══ Data provided ══
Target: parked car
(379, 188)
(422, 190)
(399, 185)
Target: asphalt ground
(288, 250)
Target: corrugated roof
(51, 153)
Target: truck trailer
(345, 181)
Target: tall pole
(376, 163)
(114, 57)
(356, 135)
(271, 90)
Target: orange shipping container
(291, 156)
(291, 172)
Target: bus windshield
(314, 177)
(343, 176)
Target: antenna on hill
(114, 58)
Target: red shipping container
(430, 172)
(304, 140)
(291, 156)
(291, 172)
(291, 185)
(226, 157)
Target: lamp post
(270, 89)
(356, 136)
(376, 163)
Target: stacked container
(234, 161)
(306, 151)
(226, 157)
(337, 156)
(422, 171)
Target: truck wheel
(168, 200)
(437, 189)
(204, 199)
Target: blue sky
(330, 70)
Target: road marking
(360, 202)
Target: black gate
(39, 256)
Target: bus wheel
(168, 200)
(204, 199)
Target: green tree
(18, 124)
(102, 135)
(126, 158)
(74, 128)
═══
For each entry above, please make an exact copy.

Target: parked car
(379, 188)
(422, 190)
(399, 185)
Target: asphalt ground
(288, 250)
Target: corrugated roof
(51, 153)
Target: truck trailer
(345, 181)
Target: tall pole
(376, 163)
(114, 57)
(356, 135)
(271, 90)
Target: orange shipping container
(291, 156)
(291, 172)
Target: bus windshield
(314, 177)
(343, 176)
Target: antenna on hill
(114, 58)
Target: red shipping container
(430, 172)
(304, 140)
(291, 156)
(291, 172)
(291, 185)
(226, 157)
Target: lamp post
(270, 89)
(356, 136)
(376, 163)
Target: stacked container
(234, 161)
(306, 151)
(226, 157)
(337, 156)
(422, 171)
Target: truck wheel
(168, 200)
(437, 189)
(204, 199)
Target: blue sky
(330, 70)
Target: road marking
(360, 202)
Target: black gate
(39, 256)
Target: bus wheel
(168, 200)
(204, 199)
Target: green tree
(18, 124)
(102, 135)
(126, 158)
(74, 128)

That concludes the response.